Input records ::
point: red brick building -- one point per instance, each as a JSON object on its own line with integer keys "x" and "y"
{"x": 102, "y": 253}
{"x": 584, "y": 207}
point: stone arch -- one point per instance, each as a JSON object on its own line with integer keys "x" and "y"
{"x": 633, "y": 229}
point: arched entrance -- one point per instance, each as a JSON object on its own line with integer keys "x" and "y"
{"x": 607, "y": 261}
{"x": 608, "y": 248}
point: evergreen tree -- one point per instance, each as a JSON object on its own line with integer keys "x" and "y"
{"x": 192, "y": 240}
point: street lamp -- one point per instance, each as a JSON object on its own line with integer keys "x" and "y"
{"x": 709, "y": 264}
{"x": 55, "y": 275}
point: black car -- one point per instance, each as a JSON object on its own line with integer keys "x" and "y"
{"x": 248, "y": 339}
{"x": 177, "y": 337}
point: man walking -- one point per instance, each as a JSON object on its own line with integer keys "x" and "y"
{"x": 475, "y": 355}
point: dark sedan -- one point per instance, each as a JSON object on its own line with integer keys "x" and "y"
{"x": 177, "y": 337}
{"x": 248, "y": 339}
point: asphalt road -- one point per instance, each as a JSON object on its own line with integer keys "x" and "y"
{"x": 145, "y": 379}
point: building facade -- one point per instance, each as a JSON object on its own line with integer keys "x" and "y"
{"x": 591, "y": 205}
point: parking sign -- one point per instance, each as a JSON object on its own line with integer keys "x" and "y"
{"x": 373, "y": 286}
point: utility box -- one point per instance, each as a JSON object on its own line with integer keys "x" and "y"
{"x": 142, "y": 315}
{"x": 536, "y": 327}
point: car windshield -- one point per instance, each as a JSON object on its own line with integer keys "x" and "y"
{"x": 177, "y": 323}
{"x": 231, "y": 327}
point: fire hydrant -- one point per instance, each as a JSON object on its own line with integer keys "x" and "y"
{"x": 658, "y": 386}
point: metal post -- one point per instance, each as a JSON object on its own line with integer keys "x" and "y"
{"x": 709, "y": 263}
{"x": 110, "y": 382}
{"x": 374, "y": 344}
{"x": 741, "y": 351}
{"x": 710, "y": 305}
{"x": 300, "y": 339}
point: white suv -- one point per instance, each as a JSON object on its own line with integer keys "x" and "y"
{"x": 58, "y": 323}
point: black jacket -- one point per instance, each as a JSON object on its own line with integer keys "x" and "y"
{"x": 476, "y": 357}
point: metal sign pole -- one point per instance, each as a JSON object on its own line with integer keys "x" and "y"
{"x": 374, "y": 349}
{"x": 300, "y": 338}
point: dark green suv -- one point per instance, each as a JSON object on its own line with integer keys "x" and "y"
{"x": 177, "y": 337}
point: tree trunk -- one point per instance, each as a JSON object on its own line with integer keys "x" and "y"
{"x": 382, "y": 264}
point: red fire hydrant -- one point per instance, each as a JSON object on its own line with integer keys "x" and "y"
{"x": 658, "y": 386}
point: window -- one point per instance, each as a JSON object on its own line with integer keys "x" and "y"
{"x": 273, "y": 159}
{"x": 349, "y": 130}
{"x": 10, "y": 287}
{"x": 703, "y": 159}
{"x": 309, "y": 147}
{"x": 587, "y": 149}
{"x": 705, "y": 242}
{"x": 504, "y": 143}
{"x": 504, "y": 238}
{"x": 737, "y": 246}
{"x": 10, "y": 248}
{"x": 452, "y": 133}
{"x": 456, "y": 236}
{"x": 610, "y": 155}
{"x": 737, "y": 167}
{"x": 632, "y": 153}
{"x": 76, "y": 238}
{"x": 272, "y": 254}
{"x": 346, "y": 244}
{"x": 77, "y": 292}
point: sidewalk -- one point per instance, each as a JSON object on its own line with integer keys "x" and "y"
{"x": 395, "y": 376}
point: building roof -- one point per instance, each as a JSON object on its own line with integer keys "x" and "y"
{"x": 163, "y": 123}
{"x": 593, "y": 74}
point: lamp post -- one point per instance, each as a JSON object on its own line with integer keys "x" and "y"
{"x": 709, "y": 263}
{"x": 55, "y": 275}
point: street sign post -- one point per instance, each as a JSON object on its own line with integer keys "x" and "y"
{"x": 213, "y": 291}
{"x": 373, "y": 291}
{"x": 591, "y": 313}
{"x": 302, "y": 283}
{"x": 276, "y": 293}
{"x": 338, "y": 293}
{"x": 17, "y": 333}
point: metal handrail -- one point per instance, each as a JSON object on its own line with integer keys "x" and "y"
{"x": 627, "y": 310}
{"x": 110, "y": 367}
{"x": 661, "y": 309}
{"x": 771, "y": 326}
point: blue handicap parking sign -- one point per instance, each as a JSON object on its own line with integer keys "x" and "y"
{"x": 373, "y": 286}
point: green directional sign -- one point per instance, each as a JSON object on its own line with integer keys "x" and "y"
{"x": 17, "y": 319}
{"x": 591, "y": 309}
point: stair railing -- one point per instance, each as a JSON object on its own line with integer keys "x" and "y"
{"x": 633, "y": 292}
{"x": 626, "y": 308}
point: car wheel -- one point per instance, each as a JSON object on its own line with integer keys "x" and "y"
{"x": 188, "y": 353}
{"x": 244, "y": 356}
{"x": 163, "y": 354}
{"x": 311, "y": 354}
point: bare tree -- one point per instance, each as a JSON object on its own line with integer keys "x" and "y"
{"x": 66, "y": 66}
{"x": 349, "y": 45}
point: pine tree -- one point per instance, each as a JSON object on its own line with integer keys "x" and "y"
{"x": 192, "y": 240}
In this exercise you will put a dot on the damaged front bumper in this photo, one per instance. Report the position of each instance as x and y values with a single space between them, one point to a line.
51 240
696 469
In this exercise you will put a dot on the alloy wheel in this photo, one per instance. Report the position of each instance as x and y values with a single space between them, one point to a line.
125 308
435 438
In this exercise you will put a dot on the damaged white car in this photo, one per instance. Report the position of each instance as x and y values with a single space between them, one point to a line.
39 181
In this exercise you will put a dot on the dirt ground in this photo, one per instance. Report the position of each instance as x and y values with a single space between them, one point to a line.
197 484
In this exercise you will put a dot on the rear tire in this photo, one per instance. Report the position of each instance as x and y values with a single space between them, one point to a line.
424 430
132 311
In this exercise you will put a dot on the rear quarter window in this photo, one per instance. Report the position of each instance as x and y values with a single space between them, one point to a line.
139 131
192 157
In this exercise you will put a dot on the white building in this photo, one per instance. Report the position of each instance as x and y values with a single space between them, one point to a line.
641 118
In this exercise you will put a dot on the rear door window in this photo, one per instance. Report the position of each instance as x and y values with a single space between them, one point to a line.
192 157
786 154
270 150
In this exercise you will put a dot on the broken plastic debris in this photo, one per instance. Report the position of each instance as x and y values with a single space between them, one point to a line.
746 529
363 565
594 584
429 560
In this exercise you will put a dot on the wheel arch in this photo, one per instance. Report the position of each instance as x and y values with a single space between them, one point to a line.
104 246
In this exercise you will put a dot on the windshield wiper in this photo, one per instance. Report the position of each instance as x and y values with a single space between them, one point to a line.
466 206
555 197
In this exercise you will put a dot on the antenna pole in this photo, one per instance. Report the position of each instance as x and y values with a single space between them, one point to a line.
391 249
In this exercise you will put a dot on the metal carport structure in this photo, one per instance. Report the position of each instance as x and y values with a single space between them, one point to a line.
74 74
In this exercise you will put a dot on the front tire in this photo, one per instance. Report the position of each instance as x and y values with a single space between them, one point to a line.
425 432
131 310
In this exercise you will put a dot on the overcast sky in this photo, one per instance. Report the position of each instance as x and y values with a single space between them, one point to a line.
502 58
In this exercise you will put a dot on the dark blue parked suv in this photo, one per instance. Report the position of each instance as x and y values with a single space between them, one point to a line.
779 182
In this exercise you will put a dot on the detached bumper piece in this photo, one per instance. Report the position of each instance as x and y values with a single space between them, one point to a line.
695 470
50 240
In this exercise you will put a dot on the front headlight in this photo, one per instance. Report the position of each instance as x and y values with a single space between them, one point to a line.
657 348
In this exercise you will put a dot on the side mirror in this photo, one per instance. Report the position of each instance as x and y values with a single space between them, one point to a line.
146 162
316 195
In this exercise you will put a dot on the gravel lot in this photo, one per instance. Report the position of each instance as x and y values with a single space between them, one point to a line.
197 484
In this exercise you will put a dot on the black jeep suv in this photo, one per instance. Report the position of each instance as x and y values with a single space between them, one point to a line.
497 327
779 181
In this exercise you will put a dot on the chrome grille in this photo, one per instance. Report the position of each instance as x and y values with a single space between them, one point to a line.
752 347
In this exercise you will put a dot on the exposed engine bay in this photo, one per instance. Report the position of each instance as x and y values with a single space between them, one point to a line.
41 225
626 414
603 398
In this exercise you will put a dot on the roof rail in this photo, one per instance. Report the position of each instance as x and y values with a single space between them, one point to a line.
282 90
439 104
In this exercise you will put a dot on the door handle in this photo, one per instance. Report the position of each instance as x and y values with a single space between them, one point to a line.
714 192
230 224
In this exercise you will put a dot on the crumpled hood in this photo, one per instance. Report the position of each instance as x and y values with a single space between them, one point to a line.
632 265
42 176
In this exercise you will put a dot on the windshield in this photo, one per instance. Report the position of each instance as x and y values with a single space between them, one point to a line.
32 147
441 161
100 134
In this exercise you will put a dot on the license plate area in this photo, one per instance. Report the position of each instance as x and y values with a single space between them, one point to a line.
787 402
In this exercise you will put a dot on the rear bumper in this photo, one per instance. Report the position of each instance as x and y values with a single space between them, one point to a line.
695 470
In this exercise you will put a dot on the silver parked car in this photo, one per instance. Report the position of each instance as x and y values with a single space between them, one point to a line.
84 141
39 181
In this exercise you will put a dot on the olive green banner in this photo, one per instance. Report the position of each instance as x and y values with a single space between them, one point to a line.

Description of the task :: Exactly and exclusively, repeat the lines from the line that contains "the rear bumper" through the end of the records, both ends included.

Result for this exercise ::
In this exercise you will put a dot on the rear bumper in this photo, one per instance. Report the position of each instance as x and y values with a single space between them, one point to a line.
695 470
In this exercise you will put a dot on the silver parked car in this photo, one per instance. Report the position of each instance as x and y values with a single space between them, one point to a line.
84 141
39 181
In this exercise you will put a dot on the olive green banner in this photo, one per instance. Report the position of each instance as x and y values with a single space between them, one point to a line.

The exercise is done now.